>> Start

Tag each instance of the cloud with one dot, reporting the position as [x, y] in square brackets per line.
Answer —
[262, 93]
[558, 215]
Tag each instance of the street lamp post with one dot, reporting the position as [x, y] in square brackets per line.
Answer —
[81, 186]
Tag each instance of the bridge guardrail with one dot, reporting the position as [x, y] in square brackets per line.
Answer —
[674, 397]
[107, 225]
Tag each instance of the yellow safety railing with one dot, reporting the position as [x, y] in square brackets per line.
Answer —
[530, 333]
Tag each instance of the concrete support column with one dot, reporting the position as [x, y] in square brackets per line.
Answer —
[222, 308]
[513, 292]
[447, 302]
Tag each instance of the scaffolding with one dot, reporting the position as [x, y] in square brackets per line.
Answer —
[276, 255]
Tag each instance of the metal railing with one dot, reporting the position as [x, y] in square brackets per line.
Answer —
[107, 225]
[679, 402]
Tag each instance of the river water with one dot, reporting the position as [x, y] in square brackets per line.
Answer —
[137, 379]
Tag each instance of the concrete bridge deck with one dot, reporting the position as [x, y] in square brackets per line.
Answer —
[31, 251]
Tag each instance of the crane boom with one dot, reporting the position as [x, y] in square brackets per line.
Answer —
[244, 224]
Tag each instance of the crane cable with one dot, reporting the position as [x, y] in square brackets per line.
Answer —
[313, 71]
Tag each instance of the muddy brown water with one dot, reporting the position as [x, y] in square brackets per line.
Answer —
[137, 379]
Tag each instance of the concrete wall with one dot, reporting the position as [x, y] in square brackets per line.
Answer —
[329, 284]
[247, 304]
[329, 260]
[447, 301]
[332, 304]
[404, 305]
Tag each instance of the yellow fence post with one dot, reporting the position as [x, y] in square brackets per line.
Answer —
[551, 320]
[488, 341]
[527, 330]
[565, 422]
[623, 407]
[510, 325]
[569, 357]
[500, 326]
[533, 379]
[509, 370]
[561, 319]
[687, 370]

>> End

Each record above should be output again exactly.

Tag each instance of the cloud with one dot, reporting the position as [x, y] in square brackets per line.
Answer —
[262, 93]
[558, 215]
Tag each instance of the street lamp post with one dot, reporting the position as [x, y] in square brackets per line.
Answer —
[81, 186]
Tag each instance of the bridge guardrail with one dot, reporting the position as [x, y] in square brackets per line.
Answer —
[674, 397]
[107, 225]
Tag each instance of the yellow safety railing with one dot, reporting the position as [x, y] in square brackets per line.
Answer —
[530, 333]
Tag each instance of the concrete support column with one dot, reporting the position as [x, y] in square brackets per line.
Answer —
[222, 308]
[513, 292]
[447, 302]
Tag each instance of the scaffolding with one dot, reporting the position as [x, y] in square brackets per line.
Answer —
[276, 255]
Tag each instance of the metal railing with one dot, reporting the position as [x, y] in square brackets per line.
Answer —
[107, 225]
[679, 402]
Tag each instance of the river water with one dot, reporting the position as [x, y] in square brackets per line.
Answer —
[137, 379]
Tag each instance of the concrete bridge deck with one dot, reporting the position as [x, y] in square brackets per line.
Answer —
[31, 251]
Tag each instance of the crane boom with one dot, reporting the position as [x, y] in square brackets per line.
Answer —
[244, 224]
Tag each instance of the crane cable with one dot, reporting the position as [x, y] in square brackets per line.
Answer —
[313, 71]
Tag each instance of the muddy brown water with one dot, reporting the position as [x, y] in square brackets per line.
Answer —
[137, 379]
Tag each instance of the concrete wall with one dot, reporting the position as [x, y] in square brackets per line.
Answer —
[329, 284]
[247, 304]
[329, 260]
[447, 301]
[332, 304]
[404, 305]
Tag each instance of the yellow fence post with one dot, reporting the position as [x, y] in square brackets per line.
Answer —
[551, 320]
[488, 341]
[527, 330]
[565, 422]
[623, 407]
[510, 325]
[569, 357]
[500, 326]
[533, 379]
[509, 370]
[561, 319]
[687, 370]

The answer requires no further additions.